##### Trecho selecionado #####
GERALDO BONADIO – Então se descobriram envolvidos numa paixão daquelas que a gente só experimenta nos verdes anos. Os pais dele e dela concordaram e o casamento ficou acertado, devendo consumar-se dentro de um ano, ao longo do qual, sem coabitar, continuariam vivendo com seus familiares.
Só que o Deus Eterno interferiu e, de uma forma inacessível ao entendimento humano, colocou, nas mãos daqueles adolescentes, mal saídos da infância, o plano que, desde toda a eternidade, traçara para o mundo e a humanidade.
Só um Deus embriagado de amor pela humanidade, como o Deus dos cristãos, ousaria tornar seu projeto, de irromper no mundo e na vida dos humanos, dependente de dois jovens galileus que apenas sonhavam com a vida em comum e imaginavam quantos filhos haveriam de ter.
Mais loucos que o Altíssimo, Maria e José disseram sim a um projeto que implodia os seus sonhos e contrapunha, a cada futura exultação, um amargor inimaginável: conviver com uma gravidez inexplicável; peregrinar, à véspera do parto, à remota vila ancestral; sair de lá em fuga, para escapar à morte; sofrer um exílio longo e amargo, em suma, sofrer as aflições do convívio com um Deus, simultaneamente, Todo-Poderoso e criança.
##### Itens fornecidos #####
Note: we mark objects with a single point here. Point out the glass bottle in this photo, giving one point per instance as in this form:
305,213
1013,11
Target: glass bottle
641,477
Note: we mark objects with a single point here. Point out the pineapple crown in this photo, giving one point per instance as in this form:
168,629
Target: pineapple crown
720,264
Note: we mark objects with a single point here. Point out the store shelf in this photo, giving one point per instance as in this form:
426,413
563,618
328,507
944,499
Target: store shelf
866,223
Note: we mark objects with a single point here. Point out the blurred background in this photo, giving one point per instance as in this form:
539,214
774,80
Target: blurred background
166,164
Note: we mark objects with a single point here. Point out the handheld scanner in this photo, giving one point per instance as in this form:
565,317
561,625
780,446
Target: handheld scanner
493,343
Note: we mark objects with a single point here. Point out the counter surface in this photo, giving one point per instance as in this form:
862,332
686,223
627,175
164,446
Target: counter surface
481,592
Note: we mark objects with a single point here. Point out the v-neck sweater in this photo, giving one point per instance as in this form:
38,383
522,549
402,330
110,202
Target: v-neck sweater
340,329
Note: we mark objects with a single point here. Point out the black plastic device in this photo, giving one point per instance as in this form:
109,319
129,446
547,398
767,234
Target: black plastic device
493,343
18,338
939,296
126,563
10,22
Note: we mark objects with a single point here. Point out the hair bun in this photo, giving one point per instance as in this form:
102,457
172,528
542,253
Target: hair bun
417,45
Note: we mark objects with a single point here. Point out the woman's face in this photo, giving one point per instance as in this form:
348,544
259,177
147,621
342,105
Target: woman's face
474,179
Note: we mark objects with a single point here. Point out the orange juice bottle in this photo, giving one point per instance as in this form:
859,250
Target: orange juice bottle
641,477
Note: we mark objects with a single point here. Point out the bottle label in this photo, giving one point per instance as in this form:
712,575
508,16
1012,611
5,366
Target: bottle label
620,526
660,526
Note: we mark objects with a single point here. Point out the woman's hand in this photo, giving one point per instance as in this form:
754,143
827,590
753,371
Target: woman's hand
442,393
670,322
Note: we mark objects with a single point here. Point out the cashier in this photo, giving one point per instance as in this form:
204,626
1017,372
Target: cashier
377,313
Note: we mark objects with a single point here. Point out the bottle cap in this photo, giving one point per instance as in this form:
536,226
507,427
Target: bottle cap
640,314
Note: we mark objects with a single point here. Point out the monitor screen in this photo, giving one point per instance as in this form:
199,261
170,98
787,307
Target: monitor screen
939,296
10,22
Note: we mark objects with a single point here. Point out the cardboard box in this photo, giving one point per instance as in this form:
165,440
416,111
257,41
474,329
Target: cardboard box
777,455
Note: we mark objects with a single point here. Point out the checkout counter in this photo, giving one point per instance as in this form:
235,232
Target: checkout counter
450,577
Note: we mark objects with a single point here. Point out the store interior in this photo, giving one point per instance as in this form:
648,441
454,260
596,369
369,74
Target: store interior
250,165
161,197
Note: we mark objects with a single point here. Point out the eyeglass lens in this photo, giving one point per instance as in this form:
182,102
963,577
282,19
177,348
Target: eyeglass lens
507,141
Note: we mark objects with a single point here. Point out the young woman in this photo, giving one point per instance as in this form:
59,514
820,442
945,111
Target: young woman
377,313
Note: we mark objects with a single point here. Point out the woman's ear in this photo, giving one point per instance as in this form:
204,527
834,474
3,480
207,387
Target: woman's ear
#####
**Requisitos da tarefa:**
Por favor, reproduza sem alterações o texto sobre Maria e José, começando pelas palavras que contêm "GERALDO BONADIO –" e parando logo depois de "e a humanidade.".

**Resposta completa:**
GERALDO BONADIO – Então se descobriram envolvidos numa paixão daquelas que a gente só experimenta nos verdes anos. Os pais dele e dela concordaram e o casamento ficou acertado, devendo consumar-se dentro de um ano, ao longo do qual, sem coabitar, continuariam vivendo com seus familiares.
Só que o Deus Eterno interferiu e, de uma forma inacessível ao entendimento humano, colocou, nas mãos daqueles adolescentes, mal saídos da infância, o plano que, desde toda a eternidade, traçara para o mundo e a humanidade.